(Lines of data)
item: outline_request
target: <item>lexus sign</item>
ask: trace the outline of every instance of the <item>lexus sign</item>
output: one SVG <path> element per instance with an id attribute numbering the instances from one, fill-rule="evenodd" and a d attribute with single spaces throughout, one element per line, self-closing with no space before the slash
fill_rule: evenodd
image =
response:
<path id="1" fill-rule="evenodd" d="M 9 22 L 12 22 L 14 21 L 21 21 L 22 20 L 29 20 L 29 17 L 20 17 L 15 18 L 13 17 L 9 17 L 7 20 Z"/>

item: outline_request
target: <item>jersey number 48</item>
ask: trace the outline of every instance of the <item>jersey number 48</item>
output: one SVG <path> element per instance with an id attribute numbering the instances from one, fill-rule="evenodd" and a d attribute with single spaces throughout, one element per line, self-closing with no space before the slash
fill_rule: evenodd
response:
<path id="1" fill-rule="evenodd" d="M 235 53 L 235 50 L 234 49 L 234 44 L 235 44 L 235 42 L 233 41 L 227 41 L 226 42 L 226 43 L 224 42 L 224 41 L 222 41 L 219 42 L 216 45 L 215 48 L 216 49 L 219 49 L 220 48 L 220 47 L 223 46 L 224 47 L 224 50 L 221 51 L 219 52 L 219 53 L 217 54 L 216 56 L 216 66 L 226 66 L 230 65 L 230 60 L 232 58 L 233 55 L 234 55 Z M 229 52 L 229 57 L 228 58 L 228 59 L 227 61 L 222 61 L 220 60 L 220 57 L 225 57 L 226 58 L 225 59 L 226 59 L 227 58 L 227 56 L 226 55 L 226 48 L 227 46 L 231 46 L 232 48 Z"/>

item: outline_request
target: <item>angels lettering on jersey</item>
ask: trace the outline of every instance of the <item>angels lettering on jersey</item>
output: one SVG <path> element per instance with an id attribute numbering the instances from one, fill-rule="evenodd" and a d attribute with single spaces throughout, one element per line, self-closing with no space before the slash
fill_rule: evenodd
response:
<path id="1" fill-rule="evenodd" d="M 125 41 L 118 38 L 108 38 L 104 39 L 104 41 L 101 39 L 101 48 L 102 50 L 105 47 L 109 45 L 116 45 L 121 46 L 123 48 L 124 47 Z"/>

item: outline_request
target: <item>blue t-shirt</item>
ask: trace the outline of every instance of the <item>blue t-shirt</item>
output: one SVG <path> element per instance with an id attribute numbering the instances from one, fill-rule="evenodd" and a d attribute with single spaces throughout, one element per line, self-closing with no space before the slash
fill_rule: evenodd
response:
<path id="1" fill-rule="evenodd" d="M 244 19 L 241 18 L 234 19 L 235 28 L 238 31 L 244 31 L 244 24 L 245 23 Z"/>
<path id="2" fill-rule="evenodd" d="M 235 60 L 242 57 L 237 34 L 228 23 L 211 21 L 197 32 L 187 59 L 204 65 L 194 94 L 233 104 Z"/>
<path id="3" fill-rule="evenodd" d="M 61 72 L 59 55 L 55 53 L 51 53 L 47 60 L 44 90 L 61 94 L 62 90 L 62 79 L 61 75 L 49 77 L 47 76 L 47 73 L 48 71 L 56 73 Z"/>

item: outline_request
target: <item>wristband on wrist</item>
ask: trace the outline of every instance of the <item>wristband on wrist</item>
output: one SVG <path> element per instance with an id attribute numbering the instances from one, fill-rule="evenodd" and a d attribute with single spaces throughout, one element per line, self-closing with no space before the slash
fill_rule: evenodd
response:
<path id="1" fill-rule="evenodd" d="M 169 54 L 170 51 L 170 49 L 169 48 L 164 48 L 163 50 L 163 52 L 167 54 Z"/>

_DESCRIPTION OF THE TASK_: Recast every line of the entries above as a Markdown table with two columns, Row and Line. Number the rows consecutively and omit blank lines.

_EXPECTED ANSWER_:
| Row | Line |
|---|---|
| 1 | item: outline_request |
| 2 | target: <item>lexus sign</item> |
| 3 | ask: trace the outline of every instance of the <item>lexus sign</item> |
| 4 | output: one SVG <path> element per instance with an id attribute numbering the instances from one, fill-rule="evenodd" and a d attribute with single spaces throughout, one element per line, self-closing with no space before the slash |
| 5 | fill_rule: evenodd |
| 6 | image = |
| 7 | response: |
| 8 | <path id="1" fill-rule="evenodd" d="M 9 22 L 12 22 L 14 21 L 21 21 L 22 20 L 29 20 L 29 17 L 20 17 L 15 18 L 13 17 L 9 17 L 7 20 Z"/> |
| 9 | item: outline_request |
| 10 | target: <item>jersey number 48</item> |
| 11 | ask: trace the outline of every instance of the <item>jersey number 48</item> |
| 12 | output: one SVG <path> element per instance with an id attribute numbering the instances from one, fill-rule="evenodd" and a d attribute with single spaces throughout, one element per line, self-closing with no space before the slash |
| 13 | fill_rule: evenodd |
| 14 | response: |
| 15 | <path id="1" fill-rule="evenodd" d="M 235 53 L 235 50 L 234 49 L 234 44 L 235 44 L 235 42 L 233 41 L 227 41 L 226 42 L 226 43 L 224 42 L 224 41 L 222 41 L 219 42 L 216 45 L 215 48 L 216 49 L 219 49 L 220 48 L 220 47 L 223 46 L 224 47 L 224 50 L 221 51 L 219 52 L 219 53 L 217 54 L 216 56 L 216 66 L 226 66 L 230 65 L 230 60 L 232 58 L 233 55 L 234 55 Z M 229 52 L 229 57 L 228 58 L 228 59 L 227 61 L 222 61 L 220 60 L 220 57 L 225 57 L 226 58 L 225 59 L 226 59 L 227 58 L 227 56 L 226 55 L 226 48 L 227 46 L 231 46 L 232 48 Z"/> |
| 16 | item: outline_request |
| 17 | target: <item>angels lettering on jersey</item> |
| 18 | ask: trace the outline of every instance of the <item>angels lettering on jersey</item> |
| 19 | output: one SVG <path> element per instance with an id attribute numbering the instances from one, fill-rule="evenodd" and a d attribute with single spaces throughout, one element per line, self-closing with no space before the slash |
| 20 | fill_rule: evenodd |
| 21 | response: |
| 22 | <path id="1" fill-rule="evenodd" d="M 125 41 L 118 38 L 108 38 L 104 39 L 104 41 L 101 39 L 101 48 L 102 50 L 105 47 L 109 45 L 116 45 L 121 46 L 123 48 L 124 47 Z"/> |
| 23 | item: outline_request |
| 24 | target: <item>blue t-shirt</item> |
| 25 | ask: trace the outline of every instance of the <item>blue t-shirt</item> |
| 26 | output: one SVG <path> element per instance with an id attribute numbering the instances from one, fill-rule="evenodd" and a d attribute with single spaces throughout, one element per line, self-closing with no space before the slash |
| 27 | fill_rule: evenodd |
| 28 | response: |
| 29 | <path id="1" fill-rule="evenodd" d="M 244 19 L 241 18 L 234 19 L 235 28 L 238 31 L 244 31 L 244 24 L 245 23 Z"/> |
| 30 | <path id="2" fill-rule="evenodd" d="M 235 60 L 242 57 L 237 34 L 228 23 L 211 21 L 197 32 L 187 59 L 204 65 L 194 94 L 233 104 Z"/> |
| 31 | <path id="3" fill-rule="evenodd" d="M 61 72 L 59 55 L 55 53 L 51 53 L 47 60 L 44 90 L 61 94 L 62 90 L 62 79 L 61 75 L 49 77 L 47 76 L 47 73 L 48 71 L 56 73 Z"/> |
| 32 | item: outline_request |
| 33 | target: <item>wristband on wrist</item> |
| 34 | ask: trace the outline of every instance of the <item>wristband on wrist</item> |
| 35 | output: one SVG <path> element per instance with an id attribute numbering the instances from one, fill-rule="evenodd" and a d attribute with single spaces throughout, one element per line, self-closing with no space before the slash |
| 36 | fill_rule: evenodd |
| 37 | response: |
| 38 | <path id="1" fill-rule="evenodd" d="M 169 54 L 170 51 L 170 49 L 169 48 L 164 48 L 163 50 L 163 52 L 167 54 Z"/> |